** Opening Quoted passage block **

3. Look for greater management-level engagement: Find or create niches with customers where your management is directly involved with the customers’ management in decision-making, problem-solving and creative + strategic processes.
Impact on sectors
While automation and the resulting redundancy is a reality it should be remembered that this is not the first time it will happen. For instance in the United States the share of farm employment fell from 40 percent in 1900 to 2 percent in 2000, while the share of manufacturing employment fell from approximately 25 percent in 1950 to less than 10 percent in 2010. However in both cases, new activities and jobs were created that offset those that disappeared though not in the same industry.
Outside of the IT sector and at a global scale sectors such as manufacturing or accommodation and food services, both of which have relatively high automation potential, compared with the proportion in sectors with lower automation potential such as education. Clearly automation potential is high in sectors such as manufacturing production, and lower in the job titles such as management which involve decision making and critical thinking.
In the IT sector impact this bias will show clearly in the most data-collection and data-processing led verticals such as Finance and Accounting, Medical Process Outsourcing. Everest Consulting estimates that 80% of offshore IT jobs and 30%-40% of finance and accounting jobs in India will be eliminated by automation. Telemarketing, Software Testing, all-types of billing and claims management.
Three things for the industry to do
1. Work with the education system to create the right talent: The industry must create a workforce with knowledge of computer science as against just coding, mathematical, analytical and statistics skills, communication skills, and a working knowledge of business intelligence tools.
2. Change onboarding processes: Most onboarding focuses on developing narrow skill sets that most employees should have learnt at the college level itself, when they should be focusing on creative thinking, and more managerial skills, including critical decision-making and problem-solving.
3. Innovate: Indian IT has seen inflection points before. 2000 AD brought with it Y2K and its scenario of possible doomsday but the IT industry innovated to catch the internet trend, and, subsequently, the inflection called Digital. The industry has however always been customer-led, and consistently avoided investment in innovating on basic technology creation.

** Closing Quoted passage block **
** Opening Supplied information block **

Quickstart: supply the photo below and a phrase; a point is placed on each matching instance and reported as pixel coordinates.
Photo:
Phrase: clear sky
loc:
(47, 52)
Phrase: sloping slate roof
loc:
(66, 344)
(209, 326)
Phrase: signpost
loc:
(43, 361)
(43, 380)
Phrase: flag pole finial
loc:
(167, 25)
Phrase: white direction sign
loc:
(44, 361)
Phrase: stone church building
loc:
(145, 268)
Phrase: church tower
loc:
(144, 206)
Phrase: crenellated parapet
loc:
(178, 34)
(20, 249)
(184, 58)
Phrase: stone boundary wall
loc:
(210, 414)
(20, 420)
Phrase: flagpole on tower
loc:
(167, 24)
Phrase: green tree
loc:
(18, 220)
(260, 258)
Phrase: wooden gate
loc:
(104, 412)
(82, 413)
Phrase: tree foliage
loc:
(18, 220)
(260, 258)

** Closing Supplied information block **
** Opening Supplied information block **

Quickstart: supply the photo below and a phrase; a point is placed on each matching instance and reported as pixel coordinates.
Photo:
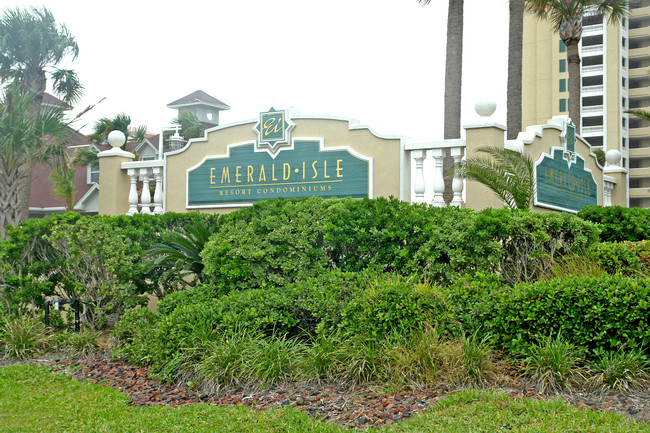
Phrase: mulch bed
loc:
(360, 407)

** Closing Supplied information block **

_To do_:
Carry on the piece about automation and its effect on IT jobs, starting right after its last sentence.

_Result_:
Re-skill or Perish
The industry focus has to move from hiring to re-skilling, and re-skilling quickly. As a whole, the industry is hiring fewer fresher graduates. Given the macro environment, people are hiring more onsite. And while jobs at the bottom of the pyramid are the first to get automated, there are still ways to stay relevant as an Indian IT professional.
Three things for employees to do
1. Move up the IT development value chain: If you have the background and experience, please develop the skill and expertise to grow into data analytics, engineering design, cloud, digital automation.
2. Move across the value chain: There are functions outside of software development where you can leverage your IT skills and create value, so do consider business, sales and marketing management, etc.
3. Move into adjuncts: There are several non-IT sectors that are thriving currently, but are starved for professionals with technical backgrounds who can thrive on creative and communication processes, such as content development, education, and more.
It is not as if all jobs and business is being lost. There will be new jobs created in the future to focus on higher value work, and this will require the workforce to evolve their skills to take on roles with higher degrees of complex problem-solving, creativity, and emotional intelligence. It only means that companies and individuals that resist innovation and rest on legacy skills won’t be around in half a decade.